DOCUMENT EXTRACT below:

Last year, around the time when President Ronald Reagan's body was being ceremoniously transported to lie in state in the Rotunda of the Capitol in Washington, D.C., Bayside activist Mandingo Osceola Tshaka was a patient in a Queens hospital.

"Watching the event on television," he recalled recently, "I was fascinated by the military choreography, which was fabulous; the pomp and circumstance. The area where this was going on is absolutely beautiful."

The scene brought to mind a little-known fact Tshaka learned from reading "The Debt: What America Owes to Blacks," a book by author and civil rights activist Randall Robinson, a resident of the nation's capital.

In the introduction to his book, Robinson - founder of TransAfrica, a lobbying group set up to influence U.S. policies toward Africa and the Caribbean - notes that slave labor built the Capitol.

Robinson writes that the U.S. government requested 100 slaves "to erect the building that would house the art that symbolized American democracy." Construction would run from 1793 to 1802.

Efforts to recruit paid workers were unsuccessful, so owners of enslaved Africans were paid $5 a month per slave to rent them out for the construction, according to Randall, but the story wasn't being told.

Tshaka felt something should be done about that.

"I've been at the Capitol. It didn't have nothing there about me [black people]," he said.

From his hospital bed, Tshaka called the office of Rep. Gary Ackerman (D-Bayside). He also sent the congressman a copy of "The Debt" and asked him to bring the issue to the floor of Congress. At the beginning of June, Tshaka was informed that African-Americans' contribution to the building of the Capitol is to be recognized.

In a joint statement issued near the end of May, Senate and House leaders announced that a 12-member Special Task Force was established to study the history and contributions of slave laborers in the construction of the Capitol, and to make recommendations for their "appropriate recognition." The task force includes members of Congress and African-American historians.

"It is our hope that the work of the task force will shed light on this part of our history, the building of our nation's greatest symbol of democracy," the leaders stated. "The time to recognize this work is long overdue."

End of DOCUMENT EXTRACT.
EXTRACTED MATERIAL below:

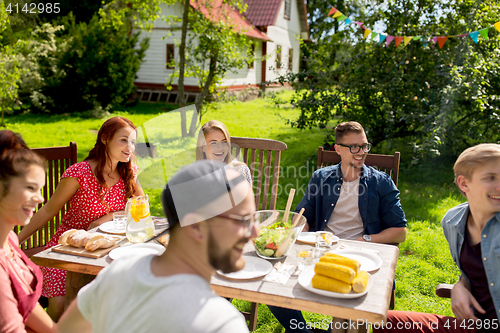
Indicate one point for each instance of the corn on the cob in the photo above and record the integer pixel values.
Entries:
(360, 281)
(341, 260)
(325, 283)
(339, 272)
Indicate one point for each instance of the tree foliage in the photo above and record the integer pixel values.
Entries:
(214, 46)
(438, 100)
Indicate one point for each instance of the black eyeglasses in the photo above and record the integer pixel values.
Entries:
(355, 148)
(248, 221)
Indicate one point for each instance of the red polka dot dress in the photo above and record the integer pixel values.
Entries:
(85, 207)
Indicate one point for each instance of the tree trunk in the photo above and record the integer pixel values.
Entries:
(204, 92)
(182, 63)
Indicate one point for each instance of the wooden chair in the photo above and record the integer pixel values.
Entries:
(387, 163)
(58, 160)
(263, 157)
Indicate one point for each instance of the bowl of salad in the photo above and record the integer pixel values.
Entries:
(276, 235)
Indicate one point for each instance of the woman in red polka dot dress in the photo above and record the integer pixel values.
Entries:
(95, 188)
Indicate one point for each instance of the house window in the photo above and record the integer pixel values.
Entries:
(288, 8)
(170, 56)
(278, 57)
(252, 54)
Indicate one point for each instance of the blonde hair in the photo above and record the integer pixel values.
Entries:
(214, 125)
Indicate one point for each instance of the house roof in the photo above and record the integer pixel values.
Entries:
(218, 12)
(263, 13)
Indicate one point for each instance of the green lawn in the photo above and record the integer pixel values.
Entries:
(427, 191)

End of EXTRACTED MATERIAL.

▸ **APPLY WHAT YOU READ**
(a) In the article on the Capitol's construction, how much were slave owners paid to rent out each enslaved worker?
(b) From the article on the Capitol's construction, reproduce word for word the part that opens with the words containing "From his hospital" and closes with "to be recognized.".

▸ **RESULTS FOR THE EXERCISE**
(a) $5 a month per slave.

(b)
From his hospital bed, Tshaka called the office of Rep. Gary Ackerman (D-Bayside). He also sent the congressman a copy of "The Debt" and asked him to bring the issue to the floor of Congress. At the beginning of June, Tshaka was informed that African-Americans' contribution to the building of the Capitol is to be recognized.